■ Exercise requirements:
Report each line below that contains the word "tree", and copy every such line in full.

[Data items]
※

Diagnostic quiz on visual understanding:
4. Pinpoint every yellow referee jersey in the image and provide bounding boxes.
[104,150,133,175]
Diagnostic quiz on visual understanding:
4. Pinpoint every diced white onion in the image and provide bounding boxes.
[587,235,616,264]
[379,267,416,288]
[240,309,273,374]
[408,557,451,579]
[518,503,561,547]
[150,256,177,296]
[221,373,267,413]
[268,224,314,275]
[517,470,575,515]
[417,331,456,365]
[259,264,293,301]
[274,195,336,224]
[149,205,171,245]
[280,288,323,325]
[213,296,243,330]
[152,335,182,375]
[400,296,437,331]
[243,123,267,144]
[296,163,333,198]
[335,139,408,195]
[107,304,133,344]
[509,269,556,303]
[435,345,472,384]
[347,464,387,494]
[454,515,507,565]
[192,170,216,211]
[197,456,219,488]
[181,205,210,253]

※

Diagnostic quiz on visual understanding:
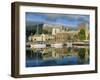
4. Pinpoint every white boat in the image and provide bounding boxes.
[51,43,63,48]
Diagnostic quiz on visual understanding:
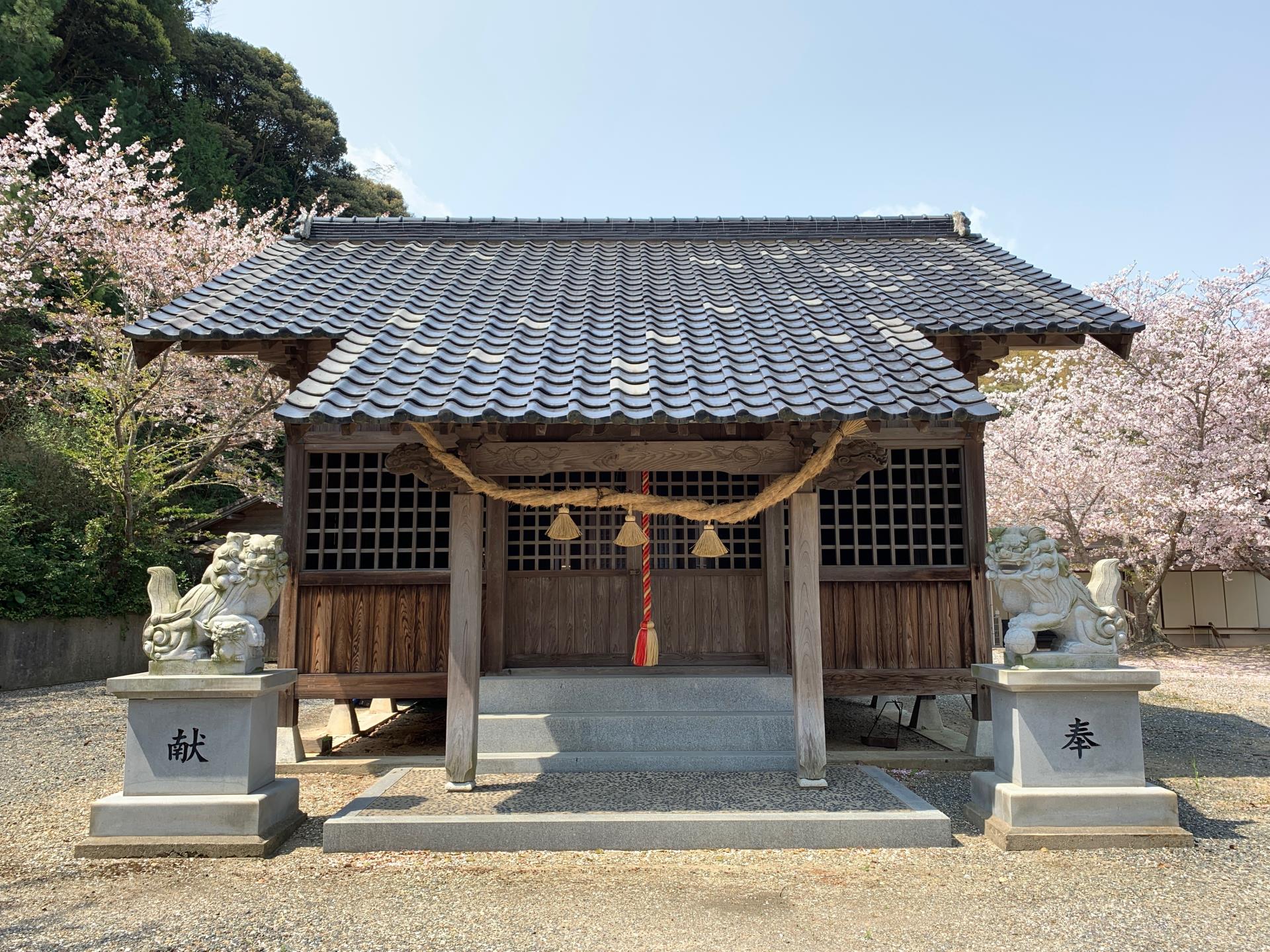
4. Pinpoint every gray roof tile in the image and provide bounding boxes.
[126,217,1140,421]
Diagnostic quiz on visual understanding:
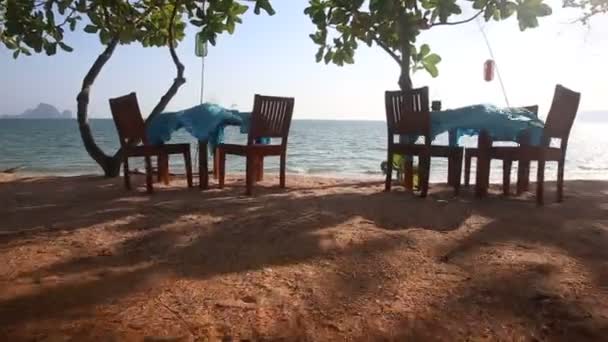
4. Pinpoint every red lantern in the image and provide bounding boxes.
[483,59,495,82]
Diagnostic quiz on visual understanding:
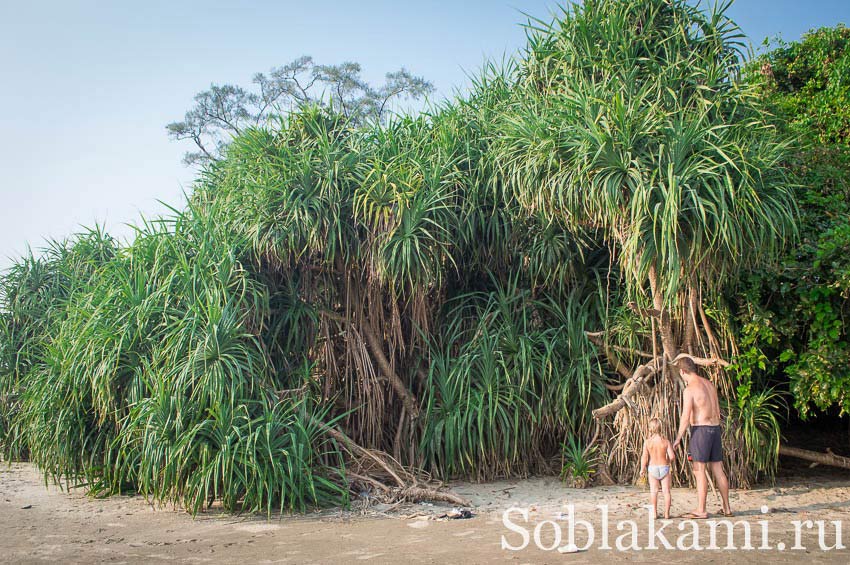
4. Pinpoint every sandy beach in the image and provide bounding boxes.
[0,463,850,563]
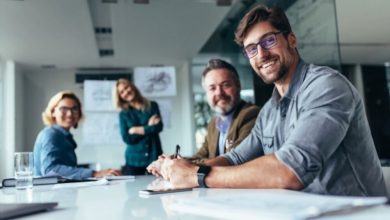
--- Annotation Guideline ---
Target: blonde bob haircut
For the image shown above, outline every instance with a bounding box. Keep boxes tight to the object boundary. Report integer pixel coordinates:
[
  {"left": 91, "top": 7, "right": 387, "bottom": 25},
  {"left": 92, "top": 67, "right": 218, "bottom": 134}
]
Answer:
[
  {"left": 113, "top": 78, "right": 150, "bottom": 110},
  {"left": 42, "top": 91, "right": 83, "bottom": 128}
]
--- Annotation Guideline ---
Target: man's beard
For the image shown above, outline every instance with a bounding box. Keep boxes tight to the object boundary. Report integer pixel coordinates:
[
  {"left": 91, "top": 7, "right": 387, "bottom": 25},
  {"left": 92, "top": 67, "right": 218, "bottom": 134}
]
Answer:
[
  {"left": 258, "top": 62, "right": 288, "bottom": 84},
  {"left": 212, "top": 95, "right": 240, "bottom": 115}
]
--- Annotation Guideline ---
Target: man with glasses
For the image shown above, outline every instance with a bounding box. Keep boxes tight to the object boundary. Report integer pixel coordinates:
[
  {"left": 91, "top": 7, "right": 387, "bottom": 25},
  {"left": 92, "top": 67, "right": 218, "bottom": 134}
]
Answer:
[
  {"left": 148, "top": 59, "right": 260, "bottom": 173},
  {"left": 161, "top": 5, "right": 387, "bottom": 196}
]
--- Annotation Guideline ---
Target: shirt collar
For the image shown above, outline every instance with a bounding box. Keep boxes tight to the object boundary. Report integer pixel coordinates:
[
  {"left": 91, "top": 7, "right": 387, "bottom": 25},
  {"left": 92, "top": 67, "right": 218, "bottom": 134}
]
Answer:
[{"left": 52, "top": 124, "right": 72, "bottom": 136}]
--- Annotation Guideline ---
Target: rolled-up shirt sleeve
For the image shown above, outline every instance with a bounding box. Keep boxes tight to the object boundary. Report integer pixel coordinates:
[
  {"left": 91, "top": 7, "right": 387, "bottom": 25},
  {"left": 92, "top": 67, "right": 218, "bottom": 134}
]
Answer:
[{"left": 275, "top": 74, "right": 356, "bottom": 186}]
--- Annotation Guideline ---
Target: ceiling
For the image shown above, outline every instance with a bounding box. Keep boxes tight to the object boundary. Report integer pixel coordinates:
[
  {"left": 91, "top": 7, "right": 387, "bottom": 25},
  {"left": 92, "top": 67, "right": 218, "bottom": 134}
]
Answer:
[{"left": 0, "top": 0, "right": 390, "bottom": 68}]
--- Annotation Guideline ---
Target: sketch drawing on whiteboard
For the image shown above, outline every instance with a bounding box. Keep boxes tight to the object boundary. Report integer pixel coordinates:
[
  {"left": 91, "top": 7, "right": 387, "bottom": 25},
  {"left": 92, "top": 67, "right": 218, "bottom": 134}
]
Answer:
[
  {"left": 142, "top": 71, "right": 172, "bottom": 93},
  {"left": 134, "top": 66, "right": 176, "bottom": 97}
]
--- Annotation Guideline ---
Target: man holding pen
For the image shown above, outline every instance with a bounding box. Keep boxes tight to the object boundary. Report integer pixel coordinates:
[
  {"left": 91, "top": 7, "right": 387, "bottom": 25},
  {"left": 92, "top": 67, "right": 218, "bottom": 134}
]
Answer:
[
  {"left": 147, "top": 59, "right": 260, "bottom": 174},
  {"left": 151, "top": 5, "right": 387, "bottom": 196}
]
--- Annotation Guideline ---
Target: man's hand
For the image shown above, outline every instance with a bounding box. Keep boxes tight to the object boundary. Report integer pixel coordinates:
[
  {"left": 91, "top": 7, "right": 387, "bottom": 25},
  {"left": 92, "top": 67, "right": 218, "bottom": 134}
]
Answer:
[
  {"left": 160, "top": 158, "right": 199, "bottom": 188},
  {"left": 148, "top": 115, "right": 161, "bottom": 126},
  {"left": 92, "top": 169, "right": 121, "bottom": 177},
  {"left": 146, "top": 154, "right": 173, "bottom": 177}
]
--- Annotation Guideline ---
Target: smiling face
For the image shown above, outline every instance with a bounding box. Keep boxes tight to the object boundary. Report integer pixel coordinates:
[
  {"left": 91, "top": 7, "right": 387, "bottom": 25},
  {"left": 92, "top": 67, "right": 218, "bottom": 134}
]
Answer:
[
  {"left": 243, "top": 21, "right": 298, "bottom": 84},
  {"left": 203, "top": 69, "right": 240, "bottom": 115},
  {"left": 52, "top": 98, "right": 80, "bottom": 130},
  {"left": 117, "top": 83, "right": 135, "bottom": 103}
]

※

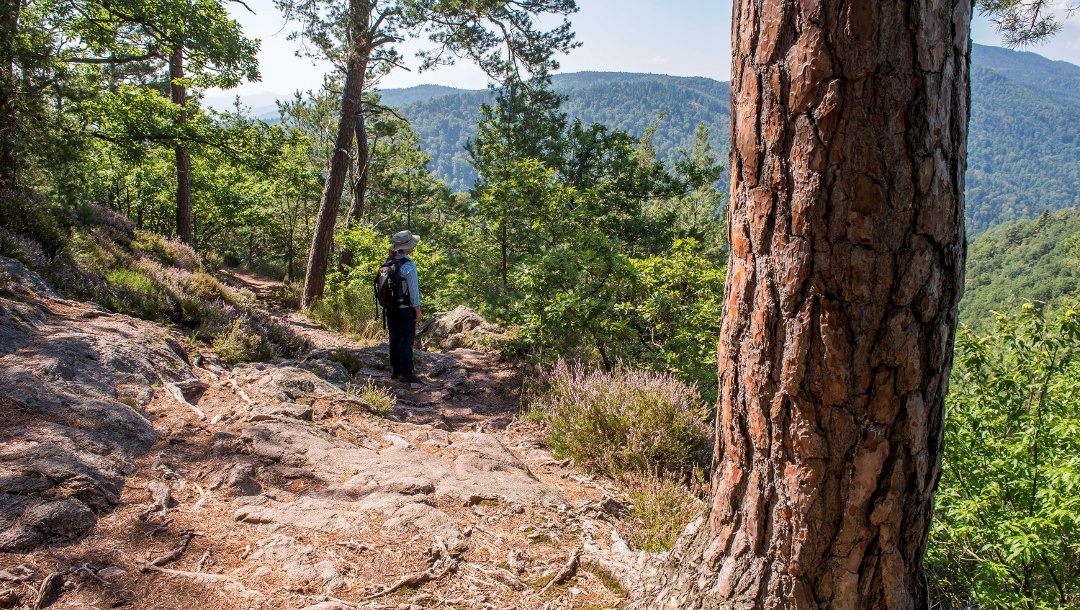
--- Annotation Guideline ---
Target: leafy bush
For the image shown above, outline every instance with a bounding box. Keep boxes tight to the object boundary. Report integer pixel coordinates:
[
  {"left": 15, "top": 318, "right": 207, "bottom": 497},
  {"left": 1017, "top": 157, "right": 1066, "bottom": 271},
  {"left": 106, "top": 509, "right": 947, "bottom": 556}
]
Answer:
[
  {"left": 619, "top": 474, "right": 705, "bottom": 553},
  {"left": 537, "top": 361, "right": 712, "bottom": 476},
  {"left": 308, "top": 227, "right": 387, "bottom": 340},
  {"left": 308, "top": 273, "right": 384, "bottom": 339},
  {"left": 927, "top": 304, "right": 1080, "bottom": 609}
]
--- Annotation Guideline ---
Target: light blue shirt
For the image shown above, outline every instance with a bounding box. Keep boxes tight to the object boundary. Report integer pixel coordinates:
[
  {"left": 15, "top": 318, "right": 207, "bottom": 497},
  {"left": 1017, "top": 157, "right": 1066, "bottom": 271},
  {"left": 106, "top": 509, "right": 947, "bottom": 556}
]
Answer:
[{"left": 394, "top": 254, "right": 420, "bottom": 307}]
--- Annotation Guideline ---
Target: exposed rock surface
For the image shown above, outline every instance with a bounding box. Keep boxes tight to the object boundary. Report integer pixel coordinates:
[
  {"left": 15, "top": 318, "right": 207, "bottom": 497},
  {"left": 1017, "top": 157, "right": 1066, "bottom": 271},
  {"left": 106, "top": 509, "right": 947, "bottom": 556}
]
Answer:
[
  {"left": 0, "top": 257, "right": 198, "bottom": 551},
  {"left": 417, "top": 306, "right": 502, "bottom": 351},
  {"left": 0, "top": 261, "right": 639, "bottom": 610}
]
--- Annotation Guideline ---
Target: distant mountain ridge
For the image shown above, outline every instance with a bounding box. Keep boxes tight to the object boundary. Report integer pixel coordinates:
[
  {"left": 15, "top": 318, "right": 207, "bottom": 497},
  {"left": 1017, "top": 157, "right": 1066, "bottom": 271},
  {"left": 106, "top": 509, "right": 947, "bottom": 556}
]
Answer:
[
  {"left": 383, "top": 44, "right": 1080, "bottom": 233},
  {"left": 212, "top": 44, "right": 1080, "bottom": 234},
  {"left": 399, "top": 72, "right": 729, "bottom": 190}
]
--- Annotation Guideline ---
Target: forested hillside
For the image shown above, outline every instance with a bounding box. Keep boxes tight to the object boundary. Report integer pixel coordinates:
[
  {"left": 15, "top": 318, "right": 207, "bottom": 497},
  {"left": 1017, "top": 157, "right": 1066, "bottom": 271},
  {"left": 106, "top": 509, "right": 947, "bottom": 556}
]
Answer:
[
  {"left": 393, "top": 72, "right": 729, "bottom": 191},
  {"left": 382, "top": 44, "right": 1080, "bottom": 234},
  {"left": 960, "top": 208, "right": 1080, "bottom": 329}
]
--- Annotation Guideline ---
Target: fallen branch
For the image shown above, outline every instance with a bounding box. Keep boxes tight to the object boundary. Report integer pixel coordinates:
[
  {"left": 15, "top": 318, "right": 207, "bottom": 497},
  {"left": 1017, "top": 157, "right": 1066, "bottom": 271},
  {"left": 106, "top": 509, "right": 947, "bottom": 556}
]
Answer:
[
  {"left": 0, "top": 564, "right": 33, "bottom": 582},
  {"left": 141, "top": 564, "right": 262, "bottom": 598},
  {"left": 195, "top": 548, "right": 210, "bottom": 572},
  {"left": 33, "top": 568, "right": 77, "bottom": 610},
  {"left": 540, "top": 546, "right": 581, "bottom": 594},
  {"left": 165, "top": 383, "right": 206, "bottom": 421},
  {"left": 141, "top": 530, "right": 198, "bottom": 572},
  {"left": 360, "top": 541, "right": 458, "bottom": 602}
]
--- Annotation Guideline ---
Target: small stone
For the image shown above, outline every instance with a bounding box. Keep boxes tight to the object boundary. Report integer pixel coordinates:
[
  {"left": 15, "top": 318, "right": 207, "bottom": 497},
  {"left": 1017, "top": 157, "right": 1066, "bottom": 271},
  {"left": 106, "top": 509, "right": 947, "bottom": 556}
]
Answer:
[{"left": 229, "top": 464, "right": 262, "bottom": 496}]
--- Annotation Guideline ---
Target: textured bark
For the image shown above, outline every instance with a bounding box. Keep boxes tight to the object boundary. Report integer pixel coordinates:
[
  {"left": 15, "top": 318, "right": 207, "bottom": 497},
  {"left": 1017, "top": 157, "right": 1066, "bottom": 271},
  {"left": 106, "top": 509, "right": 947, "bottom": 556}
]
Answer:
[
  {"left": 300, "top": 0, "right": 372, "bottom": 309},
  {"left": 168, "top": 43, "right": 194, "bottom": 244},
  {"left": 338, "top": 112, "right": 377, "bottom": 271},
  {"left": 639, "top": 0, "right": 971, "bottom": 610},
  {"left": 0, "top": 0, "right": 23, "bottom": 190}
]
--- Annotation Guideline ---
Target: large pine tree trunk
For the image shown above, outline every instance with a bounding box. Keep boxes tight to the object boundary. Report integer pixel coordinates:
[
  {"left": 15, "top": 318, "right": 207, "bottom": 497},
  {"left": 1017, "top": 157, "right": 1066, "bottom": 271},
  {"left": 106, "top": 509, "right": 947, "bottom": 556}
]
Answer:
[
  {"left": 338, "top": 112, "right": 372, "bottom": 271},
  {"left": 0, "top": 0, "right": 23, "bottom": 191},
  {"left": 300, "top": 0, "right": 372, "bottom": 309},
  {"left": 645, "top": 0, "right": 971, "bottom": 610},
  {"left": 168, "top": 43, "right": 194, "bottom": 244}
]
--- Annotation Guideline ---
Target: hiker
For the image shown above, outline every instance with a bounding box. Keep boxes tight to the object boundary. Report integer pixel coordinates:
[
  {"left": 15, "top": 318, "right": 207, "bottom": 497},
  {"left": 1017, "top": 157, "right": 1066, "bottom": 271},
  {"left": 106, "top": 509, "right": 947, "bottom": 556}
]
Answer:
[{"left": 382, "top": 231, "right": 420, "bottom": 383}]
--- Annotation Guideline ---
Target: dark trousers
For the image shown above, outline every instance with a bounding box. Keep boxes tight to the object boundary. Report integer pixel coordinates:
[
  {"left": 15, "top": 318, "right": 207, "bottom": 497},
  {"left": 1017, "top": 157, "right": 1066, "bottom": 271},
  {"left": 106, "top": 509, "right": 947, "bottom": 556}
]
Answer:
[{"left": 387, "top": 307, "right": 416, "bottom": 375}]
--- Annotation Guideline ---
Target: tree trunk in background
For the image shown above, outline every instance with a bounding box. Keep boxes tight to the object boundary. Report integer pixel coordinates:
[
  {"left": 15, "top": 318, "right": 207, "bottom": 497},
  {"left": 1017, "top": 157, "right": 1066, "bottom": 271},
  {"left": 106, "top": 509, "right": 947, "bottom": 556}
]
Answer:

※

■ Exercise output:
Target: large pine tree trunk
Target: tree trunk in background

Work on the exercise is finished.